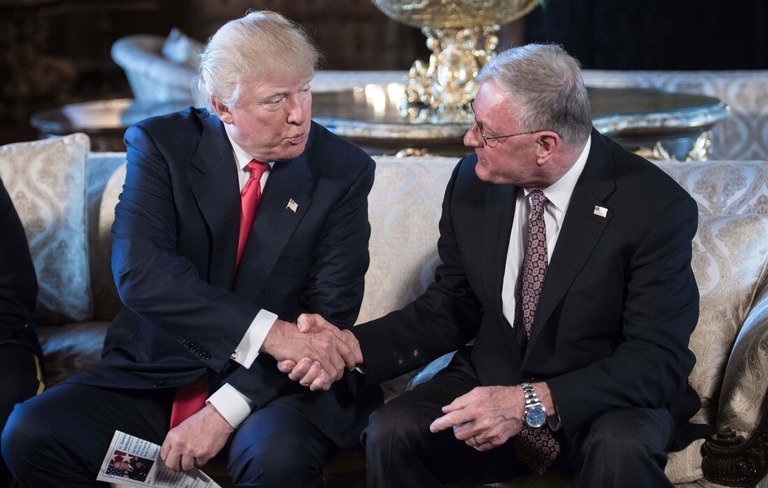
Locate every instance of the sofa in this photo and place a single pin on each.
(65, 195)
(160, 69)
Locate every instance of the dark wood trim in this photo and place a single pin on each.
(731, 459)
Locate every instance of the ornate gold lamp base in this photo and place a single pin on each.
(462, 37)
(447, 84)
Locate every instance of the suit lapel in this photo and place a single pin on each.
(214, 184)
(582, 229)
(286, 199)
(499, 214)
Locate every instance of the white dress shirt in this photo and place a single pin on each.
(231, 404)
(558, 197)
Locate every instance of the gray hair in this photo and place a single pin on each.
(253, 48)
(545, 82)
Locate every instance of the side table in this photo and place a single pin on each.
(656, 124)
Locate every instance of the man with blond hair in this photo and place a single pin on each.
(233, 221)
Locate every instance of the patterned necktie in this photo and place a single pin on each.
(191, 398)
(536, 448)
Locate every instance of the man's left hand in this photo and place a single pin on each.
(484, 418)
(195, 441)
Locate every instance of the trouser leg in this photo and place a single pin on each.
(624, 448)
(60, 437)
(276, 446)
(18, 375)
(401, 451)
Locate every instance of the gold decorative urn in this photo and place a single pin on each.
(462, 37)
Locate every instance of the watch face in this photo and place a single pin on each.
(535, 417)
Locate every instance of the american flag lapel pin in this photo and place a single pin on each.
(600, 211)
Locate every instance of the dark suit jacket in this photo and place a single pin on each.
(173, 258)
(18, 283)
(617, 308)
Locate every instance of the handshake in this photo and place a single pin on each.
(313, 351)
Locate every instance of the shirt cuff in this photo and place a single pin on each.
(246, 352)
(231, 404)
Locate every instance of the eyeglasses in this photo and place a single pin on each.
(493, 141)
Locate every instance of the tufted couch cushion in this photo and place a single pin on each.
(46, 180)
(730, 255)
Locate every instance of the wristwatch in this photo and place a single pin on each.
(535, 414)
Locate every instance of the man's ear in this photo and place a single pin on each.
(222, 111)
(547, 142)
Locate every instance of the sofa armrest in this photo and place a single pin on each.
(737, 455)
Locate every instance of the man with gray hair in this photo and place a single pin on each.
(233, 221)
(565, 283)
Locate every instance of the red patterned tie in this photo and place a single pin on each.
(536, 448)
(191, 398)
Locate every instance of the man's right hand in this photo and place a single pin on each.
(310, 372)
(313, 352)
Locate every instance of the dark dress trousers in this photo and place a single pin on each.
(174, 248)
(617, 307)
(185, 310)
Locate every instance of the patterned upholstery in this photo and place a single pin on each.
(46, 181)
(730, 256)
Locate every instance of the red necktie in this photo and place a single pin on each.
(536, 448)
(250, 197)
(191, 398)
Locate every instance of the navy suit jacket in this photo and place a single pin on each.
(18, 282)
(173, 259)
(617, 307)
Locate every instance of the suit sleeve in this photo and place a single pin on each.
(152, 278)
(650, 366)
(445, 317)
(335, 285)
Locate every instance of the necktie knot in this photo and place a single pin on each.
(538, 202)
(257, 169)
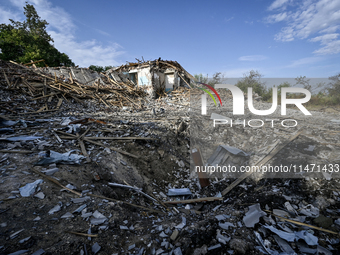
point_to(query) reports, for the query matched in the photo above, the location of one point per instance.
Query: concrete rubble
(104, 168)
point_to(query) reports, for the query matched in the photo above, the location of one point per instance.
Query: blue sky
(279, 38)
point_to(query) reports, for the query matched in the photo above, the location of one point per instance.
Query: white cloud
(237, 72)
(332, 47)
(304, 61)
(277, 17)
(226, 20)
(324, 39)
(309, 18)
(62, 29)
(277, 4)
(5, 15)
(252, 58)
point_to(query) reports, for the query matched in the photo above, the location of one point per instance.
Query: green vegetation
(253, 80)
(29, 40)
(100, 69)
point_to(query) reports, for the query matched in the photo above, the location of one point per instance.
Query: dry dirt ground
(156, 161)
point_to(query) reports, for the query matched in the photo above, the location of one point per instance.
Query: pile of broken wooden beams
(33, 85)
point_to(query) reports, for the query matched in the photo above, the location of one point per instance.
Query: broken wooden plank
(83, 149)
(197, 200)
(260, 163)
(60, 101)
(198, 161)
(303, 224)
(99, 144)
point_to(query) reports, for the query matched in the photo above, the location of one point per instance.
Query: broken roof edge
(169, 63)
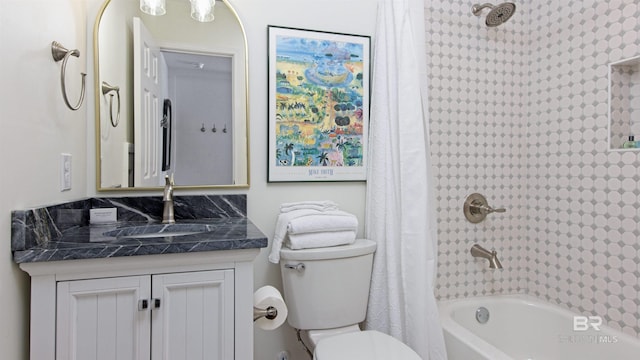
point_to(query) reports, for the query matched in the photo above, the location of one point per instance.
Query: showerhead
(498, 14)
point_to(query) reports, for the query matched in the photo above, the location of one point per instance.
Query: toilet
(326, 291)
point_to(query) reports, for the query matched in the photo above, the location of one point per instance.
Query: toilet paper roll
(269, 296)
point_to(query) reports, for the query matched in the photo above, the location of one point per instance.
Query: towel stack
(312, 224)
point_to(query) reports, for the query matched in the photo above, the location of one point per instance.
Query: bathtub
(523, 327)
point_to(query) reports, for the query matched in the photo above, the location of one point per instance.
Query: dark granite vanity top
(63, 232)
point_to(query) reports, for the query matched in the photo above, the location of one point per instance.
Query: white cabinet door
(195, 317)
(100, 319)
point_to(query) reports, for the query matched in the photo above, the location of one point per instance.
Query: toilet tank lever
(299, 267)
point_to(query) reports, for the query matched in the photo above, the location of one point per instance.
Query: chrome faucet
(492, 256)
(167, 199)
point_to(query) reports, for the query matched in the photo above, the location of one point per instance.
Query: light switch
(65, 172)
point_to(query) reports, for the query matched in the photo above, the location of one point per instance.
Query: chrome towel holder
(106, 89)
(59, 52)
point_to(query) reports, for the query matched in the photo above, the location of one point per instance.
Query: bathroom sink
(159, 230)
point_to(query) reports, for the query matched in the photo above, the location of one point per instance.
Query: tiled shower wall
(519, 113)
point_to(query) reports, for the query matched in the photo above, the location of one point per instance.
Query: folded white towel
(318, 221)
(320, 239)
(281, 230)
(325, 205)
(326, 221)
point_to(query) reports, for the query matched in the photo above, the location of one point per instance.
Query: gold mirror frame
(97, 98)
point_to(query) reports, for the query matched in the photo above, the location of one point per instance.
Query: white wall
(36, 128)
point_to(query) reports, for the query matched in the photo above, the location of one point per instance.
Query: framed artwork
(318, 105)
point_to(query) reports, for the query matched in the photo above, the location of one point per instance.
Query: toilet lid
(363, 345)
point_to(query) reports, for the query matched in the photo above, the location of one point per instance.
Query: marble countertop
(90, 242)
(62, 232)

------------------------------

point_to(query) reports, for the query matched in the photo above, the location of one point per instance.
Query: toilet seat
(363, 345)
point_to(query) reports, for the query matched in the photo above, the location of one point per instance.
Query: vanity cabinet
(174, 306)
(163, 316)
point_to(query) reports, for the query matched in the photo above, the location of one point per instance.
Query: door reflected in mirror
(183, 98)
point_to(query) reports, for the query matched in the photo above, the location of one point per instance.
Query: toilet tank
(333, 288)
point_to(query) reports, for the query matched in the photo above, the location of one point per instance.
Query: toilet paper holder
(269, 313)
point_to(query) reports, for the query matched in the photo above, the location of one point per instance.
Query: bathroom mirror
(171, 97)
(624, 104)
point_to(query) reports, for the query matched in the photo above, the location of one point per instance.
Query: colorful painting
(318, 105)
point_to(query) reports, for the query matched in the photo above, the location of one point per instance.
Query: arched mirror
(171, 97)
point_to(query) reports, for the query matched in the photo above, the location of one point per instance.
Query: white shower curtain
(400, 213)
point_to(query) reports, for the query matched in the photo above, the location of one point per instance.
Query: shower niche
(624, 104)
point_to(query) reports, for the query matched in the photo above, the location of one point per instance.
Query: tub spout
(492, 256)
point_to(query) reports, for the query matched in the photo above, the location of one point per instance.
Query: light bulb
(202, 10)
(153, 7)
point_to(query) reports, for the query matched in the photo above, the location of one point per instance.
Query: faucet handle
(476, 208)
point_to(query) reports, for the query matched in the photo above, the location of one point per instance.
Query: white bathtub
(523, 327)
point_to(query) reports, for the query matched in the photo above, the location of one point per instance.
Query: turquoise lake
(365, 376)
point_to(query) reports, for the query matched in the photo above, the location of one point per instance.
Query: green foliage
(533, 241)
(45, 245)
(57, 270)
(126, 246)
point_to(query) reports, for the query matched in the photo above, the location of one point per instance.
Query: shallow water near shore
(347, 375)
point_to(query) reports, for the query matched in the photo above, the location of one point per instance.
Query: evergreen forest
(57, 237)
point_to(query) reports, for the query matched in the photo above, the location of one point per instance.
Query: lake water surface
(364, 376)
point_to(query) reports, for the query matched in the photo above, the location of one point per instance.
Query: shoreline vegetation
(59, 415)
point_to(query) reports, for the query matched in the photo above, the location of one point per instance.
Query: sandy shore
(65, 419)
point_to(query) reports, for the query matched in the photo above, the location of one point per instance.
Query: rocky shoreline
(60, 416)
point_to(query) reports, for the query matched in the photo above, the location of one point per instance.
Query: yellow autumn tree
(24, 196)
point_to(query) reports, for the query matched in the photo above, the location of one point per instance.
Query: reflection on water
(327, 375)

------------------------------

> **WHAT YOU HAVE TO DO**:
Could you return every line in the records that contains the word "door"?

> **RESULT**:
Query: white cabinet door
Query: door reflected in mirror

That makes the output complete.